(Excerpts from a point labeling dataset)
============================================================
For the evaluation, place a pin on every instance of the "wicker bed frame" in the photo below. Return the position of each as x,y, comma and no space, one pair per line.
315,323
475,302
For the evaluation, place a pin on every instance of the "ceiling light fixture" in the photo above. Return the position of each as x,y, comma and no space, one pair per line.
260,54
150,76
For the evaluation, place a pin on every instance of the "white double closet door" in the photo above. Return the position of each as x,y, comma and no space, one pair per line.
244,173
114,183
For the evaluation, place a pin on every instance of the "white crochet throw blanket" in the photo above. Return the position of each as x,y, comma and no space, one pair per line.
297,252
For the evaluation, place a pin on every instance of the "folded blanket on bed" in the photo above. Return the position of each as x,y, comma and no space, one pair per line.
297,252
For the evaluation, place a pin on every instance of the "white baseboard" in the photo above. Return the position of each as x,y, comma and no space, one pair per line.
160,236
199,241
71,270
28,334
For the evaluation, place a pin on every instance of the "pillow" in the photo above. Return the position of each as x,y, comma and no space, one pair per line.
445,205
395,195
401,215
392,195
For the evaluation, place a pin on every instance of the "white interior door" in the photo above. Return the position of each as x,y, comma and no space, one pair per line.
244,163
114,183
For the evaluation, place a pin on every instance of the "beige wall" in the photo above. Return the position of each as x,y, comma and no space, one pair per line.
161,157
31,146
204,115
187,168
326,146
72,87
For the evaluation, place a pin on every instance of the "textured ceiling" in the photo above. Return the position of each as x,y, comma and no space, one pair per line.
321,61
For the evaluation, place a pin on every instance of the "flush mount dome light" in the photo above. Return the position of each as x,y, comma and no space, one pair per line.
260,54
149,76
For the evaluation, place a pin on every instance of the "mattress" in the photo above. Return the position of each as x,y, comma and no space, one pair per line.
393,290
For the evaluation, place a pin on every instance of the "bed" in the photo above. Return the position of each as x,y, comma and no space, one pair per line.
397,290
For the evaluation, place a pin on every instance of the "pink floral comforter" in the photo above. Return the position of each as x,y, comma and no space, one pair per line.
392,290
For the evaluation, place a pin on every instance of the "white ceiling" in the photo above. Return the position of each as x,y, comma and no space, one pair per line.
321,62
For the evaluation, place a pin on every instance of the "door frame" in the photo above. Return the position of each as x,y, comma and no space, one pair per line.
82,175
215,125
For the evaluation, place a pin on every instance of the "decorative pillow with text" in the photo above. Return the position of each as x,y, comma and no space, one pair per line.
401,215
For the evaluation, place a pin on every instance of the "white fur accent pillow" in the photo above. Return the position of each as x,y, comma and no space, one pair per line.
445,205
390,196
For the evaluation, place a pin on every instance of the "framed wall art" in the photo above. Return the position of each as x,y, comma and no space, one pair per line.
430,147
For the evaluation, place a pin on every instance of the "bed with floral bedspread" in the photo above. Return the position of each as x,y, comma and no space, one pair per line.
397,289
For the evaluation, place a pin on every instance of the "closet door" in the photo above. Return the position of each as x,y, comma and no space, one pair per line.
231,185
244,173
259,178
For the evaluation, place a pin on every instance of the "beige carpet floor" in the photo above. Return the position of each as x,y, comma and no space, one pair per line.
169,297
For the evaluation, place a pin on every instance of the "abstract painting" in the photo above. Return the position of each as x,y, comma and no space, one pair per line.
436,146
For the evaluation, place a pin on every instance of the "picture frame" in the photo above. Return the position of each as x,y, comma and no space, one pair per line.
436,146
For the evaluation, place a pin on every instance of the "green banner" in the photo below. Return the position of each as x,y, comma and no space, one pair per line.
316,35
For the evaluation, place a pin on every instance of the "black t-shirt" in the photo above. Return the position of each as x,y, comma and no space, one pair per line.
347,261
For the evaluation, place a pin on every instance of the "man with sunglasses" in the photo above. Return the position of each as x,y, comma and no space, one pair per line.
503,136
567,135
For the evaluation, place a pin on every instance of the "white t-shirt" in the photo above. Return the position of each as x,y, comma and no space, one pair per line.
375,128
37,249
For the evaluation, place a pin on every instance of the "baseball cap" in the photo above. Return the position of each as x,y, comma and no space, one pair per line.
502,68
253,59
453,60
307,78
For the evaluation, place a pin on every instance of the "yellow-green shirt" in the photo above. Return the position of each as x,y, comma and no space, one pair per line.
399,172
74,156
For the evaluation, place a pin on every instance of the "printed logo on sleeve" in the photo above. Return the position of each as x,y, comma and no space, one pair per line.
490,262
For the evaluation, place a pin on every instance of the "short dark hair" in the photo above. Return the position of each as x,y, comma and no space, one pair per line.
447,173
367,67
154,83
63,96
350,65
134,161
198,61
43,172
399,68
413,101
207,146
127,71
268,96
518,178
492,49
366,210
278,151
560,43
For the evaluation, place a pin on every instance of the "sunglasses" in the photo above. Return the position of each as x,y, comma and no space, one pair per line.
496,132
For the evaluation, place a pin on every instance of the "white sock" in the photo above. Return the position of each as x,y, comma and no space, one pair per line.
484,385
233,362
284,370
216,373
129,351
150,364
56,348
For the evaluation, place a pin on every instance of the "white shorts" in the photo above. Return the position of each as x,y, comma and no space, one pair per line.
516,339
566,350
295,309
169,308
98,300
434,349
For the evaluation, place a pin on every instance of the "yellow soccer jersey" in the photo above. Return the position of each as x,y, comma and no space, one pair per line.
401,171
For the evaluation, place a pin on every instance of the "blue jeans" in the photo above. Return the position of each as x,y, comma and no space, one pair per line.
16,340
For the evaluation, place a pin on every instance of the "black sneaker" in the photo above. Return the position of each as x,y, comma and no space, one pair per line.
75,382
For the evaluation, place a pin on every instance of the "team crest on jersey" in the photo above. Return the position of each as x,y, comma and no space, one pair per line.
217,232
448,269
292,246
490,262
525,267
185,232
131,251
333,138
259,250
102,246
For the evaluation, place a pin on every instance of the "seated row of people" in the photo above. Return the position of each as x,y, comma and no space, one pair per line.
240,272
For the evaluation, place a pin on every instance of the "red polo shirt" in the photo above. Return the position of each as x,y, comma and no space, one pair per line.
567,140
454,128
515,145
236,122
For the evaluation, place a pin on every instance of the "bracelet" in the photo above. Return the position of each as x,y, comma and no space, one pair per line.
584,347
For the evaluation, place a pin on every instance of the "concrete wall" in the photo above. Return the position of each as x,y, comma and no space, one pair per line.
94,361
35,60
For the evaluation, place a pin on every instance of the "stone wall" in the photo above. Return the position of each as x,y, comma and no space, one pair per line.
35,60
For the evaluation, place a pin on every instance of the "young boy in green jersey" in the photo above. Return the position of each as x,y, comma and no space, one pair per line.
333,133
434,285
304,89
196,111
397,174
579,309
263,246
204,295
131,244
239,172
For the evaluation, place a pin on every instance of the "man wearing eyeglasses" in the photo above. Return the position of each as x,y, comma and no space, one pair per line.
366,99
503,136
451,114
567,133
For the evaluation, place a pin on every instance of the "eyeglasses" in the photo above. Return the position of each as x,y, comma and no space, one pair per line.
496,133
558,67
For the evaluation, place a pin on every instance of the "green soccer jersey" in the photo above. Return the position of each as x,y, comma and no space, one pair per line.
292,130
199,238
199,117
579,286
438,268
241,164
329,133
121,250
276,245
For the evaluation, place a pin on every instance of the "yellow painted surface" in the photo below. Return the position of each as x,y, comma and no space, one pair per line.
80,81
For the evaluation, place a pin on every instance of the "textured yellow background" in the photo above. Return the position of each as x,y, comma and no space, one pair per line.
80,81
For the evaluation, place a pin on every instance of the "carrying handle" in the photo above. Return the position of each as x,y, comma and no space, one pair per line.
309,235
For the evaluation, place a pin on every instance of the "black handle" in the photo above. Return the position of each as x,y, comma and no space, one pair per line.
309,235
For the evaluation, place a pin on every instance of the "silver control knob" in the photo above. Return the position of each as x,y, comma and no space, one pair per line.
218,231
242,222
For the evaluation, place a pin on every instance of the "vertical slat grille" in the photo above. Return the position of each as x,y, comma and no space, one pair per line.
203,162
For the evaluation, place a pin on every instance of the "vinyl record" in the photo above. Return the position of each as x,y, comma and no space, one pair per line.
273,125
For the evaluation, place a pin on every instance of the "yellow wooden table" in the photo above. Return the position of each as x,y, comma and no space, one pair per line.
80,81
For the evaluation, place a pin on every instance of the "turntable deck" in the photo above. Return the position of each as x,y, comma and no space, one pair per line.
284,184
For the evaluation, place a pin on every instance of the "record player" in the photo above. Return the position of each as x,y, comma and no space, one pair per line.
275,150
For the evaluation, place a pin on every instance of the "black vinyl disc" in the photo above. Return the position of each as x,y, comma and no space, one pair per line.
============================================================
Find each line in the listing above that contains the string "eyeglasses" and copy those lines.

For the evaluation, place a pin on every instance of the "man wearing eyeglasses" in the photo above. Return the position of each as x,y, comma and no space, one pair per line.
For the evaluation, place a pin on every instance of the "eyeglasses" in the photo above. Return the position of each as x,y, comma and no space, one pair per line.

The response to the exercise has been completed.